» Extrait présenté:
C’est dans ce sens, assurément, que M. Barrett Wendell a dit, après Nietzsche, « que le peuple français est instinctivement et profondément religieux. » M. Faguet s’étonne de trouver une telle remarque sous la plume de l’auteur de La France d’aujourd’hui. Pour lui, « le fond de la race française, depuis le moyen âge jusqu’à nos jours, est naturellement sceptique et, sinon hostile à la religion, du moins imperméable à un profond sentiment religieux. »

Peut-être l’éminent critique accorde-t-il trop au sens strict des mots. La race française a donné, au cours de son histoire, des exemples remarquables d’esprit religieux. Le pays de saint Louis et de saint Vincent de Paul a fait, à la religion, large mesure ; les grands ordres monastiques et, en particulier, les missions catholiques prélèvent, depuis des siècles, sur ses enfans, un tribut ininterrompu de dévouemens et de sacrifices. Même dans l’espèce de désorientation des âmes où vit notre temps, il ne serait pas impossible de reconnaître quelques-uns des caractères les plus frappans de l’esprit religieux. Nos grandes émotions sont des émotions de foi.

S’il est une race qui tende au général et à l’universel, c’est la race française. Le reproche lui en a été fait assez souvent pour qu’elle en réclame l’honneur. N’est-ce pas la grande critique adressée par Taine à la Révolution ? Le classicisme, le rationalisme, le dogmatisme de la race se sont exagérés jusqu’à cet esprit d’abstraction qui inspira la secte jacobine : c’est vrai ; mais l’excès même du fanatisme ne reste-t-il pas dans le développement logique du tempérament français ?

Cet esprit d’abstraction désintéressée, ce zèle de propagande, cette faculté de généralisation et d’universalisation, ce dévouement à l’Idée, en un mot, qui anime si souvent la race, c’est ce qui soutient, en somme, l’action française la plus efficace qui s’exerce encore, actuellement, sur le continent américain. Si l’Amérique du Nord (Etats-Unis et Canada) continuent à recevoir une certaine empreinte française, ce n’est ni par le commerce, ni par l’industrie, ni par la science ou la technique, à peine par la littérature, le théâtre et l’art : c’est, surtout, par la propagande religieuse, la propagande catholique dont les prêtres français furent, au Nord et au Sud des Lacs, les premiers initiateurs et sont encore, même aujourd’hui, les dévoués collaborateurs.

Le développement du catholicisme dans l’Amérique du Nord est un phénomène d’une importance historique magistrale. Je n’entreprends pas d’en exposer le tableau et d’en déterminer les causes. C’est un fait, cependant, qu’il trouve ses origines et ses principaux appuis, du moins au début, dans le Canada français.

L’histoire du Canada, c’est, en trois mots, l’exploration, la lutte, l’évangélisation. La politique n’y a guère commis que des fautes. La grande pensée de Champlain, celle qui consistait à réunir la baie d’Hudson à la mer des Antilles par une domination intérieure ayant pour champ d’action la vallée du Mississipi, parut se réaliser, comme on sait, au moment où Cavelier de La Salle inaugura la navigation des Grands Lacs, descendit le cours du Mississipi et fonda la Louisiane (1682). On sait aussi que ces belles explorations stimulèrent le zèle des Jésuites, qui envoyèrent, dans l’Ouest, les premiers explorateurs du Missouri, du Mississipi septentrional, de l’Arkansas, de l’Illinois : Jolliet, le Père Marquette.

Données recueillies:
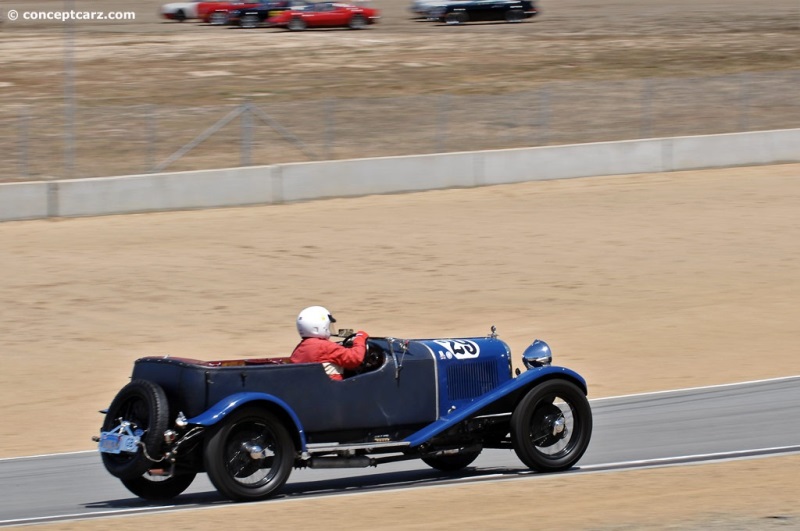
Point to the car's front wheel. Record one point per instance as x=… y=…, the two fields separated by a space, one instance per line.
x=141 y=406
x=250 y=455
x=153 y=487
x=551 y=426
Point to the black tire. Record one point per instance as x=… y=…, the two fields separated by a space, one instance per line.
x=230 y=466
x=455 y=18
x=453 y=462
x=158 y=488
x=249 y=21
x=296 y=24
x=357 y=22
x=535 y=422
x=515 y=15
x=145 y=406
x=218 y=18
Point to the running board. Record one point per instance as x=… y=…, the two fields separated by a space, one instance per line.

» Consignes:
**A)** Dans l’extrait sur l’esprit religieux français, en quelle année Cavelier de La Salle fonda-t-il la Louisiane ?
**B)** Indiquez si chacune des affirmations suivantes concorde avec l’extrait sur l’esprit religieux français, en citant à l’appui les mots décisifs : (i) selon M. Faguet, le fond de la race française est naturellement sceptique ; (ii) l’empreinte française en Amérique du Nord passe surtout par le commerce et l’industrie ; (iii) l’auteur entreprend d’exposer le tableau du développement du catholicisme en Amérique du Nord.
**C)** Poursuivez l’extrait sur l’esprit religieux français et le catholicisme en Amérique du Nord à partir de sa dernière phrase.

» Réponses:
**A)** En 1682.

**B)**
(i) Oui : « le fond de la race française, depuis le moyen âge jusqu’à nos jours, est naturellement sceptique ».
(ii) Non : « ce n’est ni par le commerce, ni par l’industrie ».
(iii) Non : « Je n’entreprends pas d’en exposer le tableau ».

**C)**
Ce que l’on sait moins, c’est que les récollets, associés à l’œuvre de Cavelier de La Salle, fondèrent, au point de vue religieux, une œuvre durable. Le 27 février 1680, le Père Hennepin partit du fort Crèvecœur, descendit l’Illinois jusqu’au Mississipi septentrional et atteignit l’emplacement actuel de Saint-Paul. Le Père Hennepin découvrit aussi, sur le grand fleuve, les chutes qu’il baptisa : « chutes Saint-Antoine. »

L’œuvre se perpétue pendant toute la durée de la domination française au Canada, par l’envoi de missionnaires et l’existence d’une chapelle à Fort-Beauharnais. Une interruption suit la perte de la colonie du Canada. Mais, vers 1820, la tradition est reprise. Les Canadiens français s’installent sous la protection du fort Snelling, non loin du point où doit s’élever Saint-Paul. En 1841, le Père Galtier fonde Saint-Paul. En 1854, cette ville comptait 3 000 habitans : elle en a 200 000 aujourd’hui.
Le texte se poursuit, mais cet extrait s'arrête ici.